Work instructions:
Word for word, restate every line of the material.

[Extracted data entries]
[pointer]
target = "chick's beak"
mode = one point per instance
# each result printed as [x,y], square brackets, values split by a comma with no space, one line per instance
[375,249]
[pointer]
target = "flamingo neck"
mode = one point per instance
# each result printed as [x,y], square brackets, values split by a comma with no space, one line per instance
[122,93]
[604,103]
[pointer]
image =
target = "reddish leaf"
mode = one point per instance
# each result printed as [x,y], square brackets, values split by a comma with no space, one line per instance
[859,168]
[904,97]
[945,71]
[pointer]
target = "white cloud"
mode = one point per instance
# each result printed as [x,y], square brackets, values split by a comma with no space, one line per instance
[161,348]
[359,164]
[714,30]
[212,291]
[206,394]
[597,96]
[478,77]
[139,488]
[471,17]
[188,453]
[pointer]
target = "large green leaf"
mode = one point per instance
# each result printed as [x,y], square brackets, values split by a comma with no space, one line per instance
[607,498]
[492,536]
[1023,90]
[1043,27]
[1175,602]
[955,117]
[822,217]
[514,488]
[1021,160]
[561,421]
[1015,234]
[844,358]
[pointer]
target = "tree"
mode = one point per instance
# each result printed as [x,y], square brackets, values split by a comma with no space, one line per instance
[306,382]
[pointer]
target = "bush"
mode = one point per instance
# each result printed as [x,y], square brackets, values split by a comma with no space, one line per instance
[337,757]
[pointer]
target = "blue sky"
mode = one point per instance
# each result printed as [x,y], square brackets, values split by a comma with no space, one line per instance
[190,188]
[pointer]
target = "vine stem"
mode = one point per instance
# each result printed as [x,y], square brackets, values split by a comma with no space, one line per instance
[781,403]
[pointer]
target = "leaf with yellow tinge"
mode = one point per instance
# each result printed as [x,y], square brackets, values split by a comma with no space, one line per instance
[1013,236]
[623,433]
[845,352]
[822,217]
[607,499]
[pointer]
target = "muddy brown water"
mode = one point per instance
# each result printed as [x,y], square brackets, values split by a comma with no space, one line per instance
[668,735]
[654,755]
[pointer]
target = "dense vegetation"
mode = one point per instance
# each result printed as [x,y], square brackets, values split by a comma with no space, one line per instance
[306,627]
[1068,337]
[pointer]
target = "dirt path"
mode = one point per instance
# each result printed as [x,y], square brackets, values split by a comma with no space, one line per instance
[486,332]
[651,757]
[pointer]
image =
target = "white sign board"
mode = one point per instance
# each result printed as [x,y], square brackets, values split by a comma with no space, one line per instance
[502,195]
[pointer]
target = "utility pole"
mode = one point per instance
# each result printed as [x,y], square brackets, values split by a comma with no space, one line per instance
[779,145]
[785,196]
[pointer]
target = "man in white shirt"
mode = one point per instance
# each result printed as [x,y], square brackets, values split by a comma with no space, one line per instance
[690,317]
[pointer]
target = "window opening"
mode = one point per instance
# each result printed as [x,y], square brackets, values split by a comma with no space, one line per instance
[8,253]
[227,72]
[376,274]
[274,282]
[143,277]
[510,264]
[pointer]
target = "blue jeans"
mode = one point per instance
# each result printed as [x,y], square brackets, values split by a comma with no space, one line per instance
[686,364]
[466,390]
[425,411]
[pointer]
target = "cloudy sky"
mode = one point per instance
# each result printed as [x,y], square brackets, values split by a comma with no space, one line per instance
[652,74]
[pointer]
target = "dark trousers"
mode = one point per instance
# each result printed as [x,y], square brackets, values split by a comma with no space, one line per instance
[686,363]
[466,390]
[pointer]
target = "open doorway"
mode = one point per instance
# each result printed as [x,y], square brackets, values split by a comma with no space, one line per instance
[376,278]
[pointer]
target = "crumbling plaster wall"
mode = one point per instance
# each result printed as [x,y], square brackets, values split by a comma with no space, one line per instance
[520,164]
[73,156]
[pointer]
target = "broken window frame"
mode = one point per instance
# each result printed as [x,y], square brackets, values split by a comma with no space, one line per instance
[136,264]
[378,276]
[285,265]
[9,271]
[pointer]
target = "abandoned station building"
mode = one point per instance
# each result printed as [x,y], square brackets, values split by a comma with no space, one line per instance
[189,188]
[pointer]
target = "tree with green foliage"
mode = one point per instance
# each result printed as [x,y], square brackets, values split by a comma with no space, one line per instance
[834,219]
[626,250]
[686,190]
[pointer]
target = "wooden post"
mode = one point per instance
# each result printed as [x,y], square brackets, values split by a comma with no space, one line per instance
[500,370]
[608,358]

Answer:
[pointer]
target = "chick's beak"
mode = one point per instance
# each result printed as [x,y], square brackets, values split by a comma with no space, one line per instance
[375,249]
[pointer]
target = "flamingo neck"
mode = one point per instance
# each result printed as [x,y], square brackets, values split by a comma with no space, one line per instance
[122,93]
[604,103]
[pointer]
image =
target = "reddish leaf"
mode = one point per instance
# each result printed as [x,y], square brackets, values split by a comma with no space, one line per instance
[859,168]
[904,97]
[945,71]
[pointer]
target = "white cloud"
mode = one point per instance
# each result printed as [x,y], square brackets, values split by a comma with no space, one line per instance
[161,348]
[359,164]
[714,30]
[212,291]
[206,394]
[597,96]
[478,77]
[139,488]
[471,17]
[188,453]
[pointer]
target = "large green leaf"
mode = one point per instance
# each result printed as [x,y], square brackets, values split by a comma with no space, one line per instance
[607,498]
[492,536]
[1023,90]
[1043,27]
[1175,602]
[955,117]
[822,217]
[514,488]
[1021,160]
[561,421]
[1015,234]
[844,358]
[pointer]
target = "tree"
mode = one point per instance
# each result printed as [x,y], square brackets, values split by a comma with no space, one line per instance
[306,382]
[pointer]
target = "bush"
mode = one point per instance
# each result printed as [x,y], square brackets, values split by a comma with no space, one line per instance
[337,757]
[pointer]
target = "blue sky"
mode = one point per instance
# each result printed as [x,y], square brackets, values split by a comma with no space, one line per instance
[190,188]
[pointer]
target = "vine stem"
mode = one point per instance
# each result printed as [x,y], square brackets, values split by a comma with no space, one line per instance
[781,403]
[pointer]
target = "leaf with yellow tinge"
mode = one point per instance
# each result printed as [x,y], square brackets, values split by a comma with no space, one line per instance
[1013,236]
[623,433]
[845,352]
[822,217]
[607,499]
[pointer]
target = "muddy brown water"
mode = one point per instance
# each result printed as [x,y], square brackets, values split by a comma with no space, one line per instance
[668,735]
[654,755]
[pointer]
target = "dense vegetation"
mode = one point per instance
# each result printed as [x,y], square brackets, values split by a comma with no space, one line per instance
[306,627]
[1068,337]
[pointer]
target = "dirt path"
mode = one point per instance
# each result printed as [x,y], square brackets, values split by a comma with no space, one line per instance
[486,332]
[651,757]
[pointer]
image =
target = "white sign board"
mode = one point per instance
# each result printed as [x,y], square brackets, values split by a comma with no space, one line per instance
[502,195]
[pointer]
target = "utility pole"
mode = one point per instance
# each result printed as [x,y], square brackets, values split by a comma with no space, one line per instance
[779,145]
[785,196]
[pointer]
target = "man in white shirt"
mode = one point per instance
# each result printed as [x,y], square brackets, values split by a comma with no space, one line per instance
[690,317]
[pointer]
target = "window opening"
mode = one point per instance
# each result printed as [x,y], square brackets, values split by a comma with no space, one line per instance
[8,253]
[227,72]
[376,274]
[274,282]
[143,277]
[510,264]
[pointer]
target = "blue jeans"
mode = one point per instance
# each result printed as [x,y], square brackets, values split by a comma with no space, one line per instance
[686,364]
[466,390]
[425,411]
[pointer]
target = "cloudy sky"
mode = one point per instance
# each result printed as [x,y], square brackets, values split by a comma with no space, one line per instance
[652,74]
[pointer]
target = "dark trousers"
mode = one point per instance
# each result printed as [x,y], square brackets, values split by a comma with no space, one line per instance
[686,363]
[466,390]
[pointer]
target = "open doorway"
mode = one point per instance
# each result printed as [x,y], square brackets, values split by a comma with no space, one line per instance
[376,278]
[pointer]
target = "crumbling plaster wall"
mode = one point per instance
# each result printed as [x,y], square brackets, values split by a comma with no space, one line per instance
[520,164]
[73,156]
[pointer]
target = "broken window frame"
mode = one point per instance
# each result printed as [x,y], square brackets, values split by a comma with no space, one line per instance
[136,264]
[378,276]
[285,265]
[9,271]
[pointer]
target = "abandoned station building"
mode = one point per instance
# each result printed as [x,y], square brackets, values split by a comma with no space, one line per instance
[189,188]
[pointer]
target = "tree with green foliage"
mode = one point per instance
# each result printed as [x,y], square brackets, values split by a comma with no space, one line per instance
[834,219]
[626,250]
[686,190]
[pointer]
target = "wooden post"
mode = one point per instance
# each result printed as [x,y], square brackets, values split by a comma with no space, one line per instance
[500,370]
[608,358]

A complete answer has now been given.